■ EXCERPTED TEXT ■
= = = =

New education and training for better mental health care
New education and training packages launched recently by the Parliamentary Secretary to the Minister for Health and Ageing, Senator Brett Mason, will help GPs and other health professionals to continue providing quality care to people with a mental illness.
“This funding underpins the $507 million Better Access initiative announced last year to improve access to mental health care by GPs, psychiatrists, clinical psychologists and other appropriately trained allied mental health professionals,” he said.
“Since it was introduced on 1 November 2006, more than 1.2 million mental health services have been claimed under Medicare. This positive uptake indicates that Better Access is meeting community demand for services.
“More than 400,000 patients have benefited from access to these services, including around 100,000 patients in rural and remote areas,” Senator Mason said.
Under the new funding, the AGPN will develop and deliver a Better Access Information and Orientation information package, which will be available from September. The training will be delivered through the Divisions of General Practice and the training teams will include both GPs and psychologists.
The MHPA will develop the National Multidisciplinary Training Resource, which will complement the AGPN package and provide training from an in-depth clinical perspective.
“The Better Access measure encourages a team-based approach to mental health care in the community and includes $54 million for education and training,” Senator Mason said.
“These new resources will help to inform GPs and allied mental health professionals about ways to collaboratively provide better support and care using the Better Access program.”
The Better Access Medicare items have substantially increased opportunities for treatment for those Australians who need mental health care.
Senator Mason said the Government recognised that, while people living in rural and remote locations would benefit from the new Medicare services, they also faced particular challenges in getting access to them.
To help meet these challenges, the Government’s Mental Health Services in Rural and Remote Areas initiative was providing $72.3 million over five years to improve mental health services in rural and remote communities, including drought-affected areas.
Complementing new Medicare services available under Better Access, the Government has confirmed its commitment to the continuation of the Better Outcomes in Mental Health Care program, which includes Access to Allied Psychological Services, as an ongoing program.

= = = =

■ DATA BELOW ■

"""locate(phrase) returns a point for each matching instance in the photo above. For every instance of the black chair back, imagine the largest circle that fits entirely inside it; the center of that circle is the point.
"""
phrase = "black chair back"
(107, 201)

= = = =

■ EXERCISE INSTRUCTIONS ■
**1)** Answer from the mental health training announcement:
(a) On what date was Better Access introduced?
(b) How much is the Mental Health Services in Rural and Remote Areas initiative providing, and over what period?
(c) Which organization will develop the National Multidisciplinary Training Resource?
**2)** Duplicate the passage of the mental health training announcement that opens with the words containing "The MHPA will" and closes with "in-depth clinical perspective.".
Answer using only the mental health training announcement, not the listing.

■ RESULTS OF THE TASKS ■
**1)**
(a) 1 November 2006
(b) $72.3 million over five years
(c) The MHPA

**2)**
The MHPA will develop the National Multidisciplinary Training Resource, which will complement the AGPN package and provide training from an in-depth clinical perspective.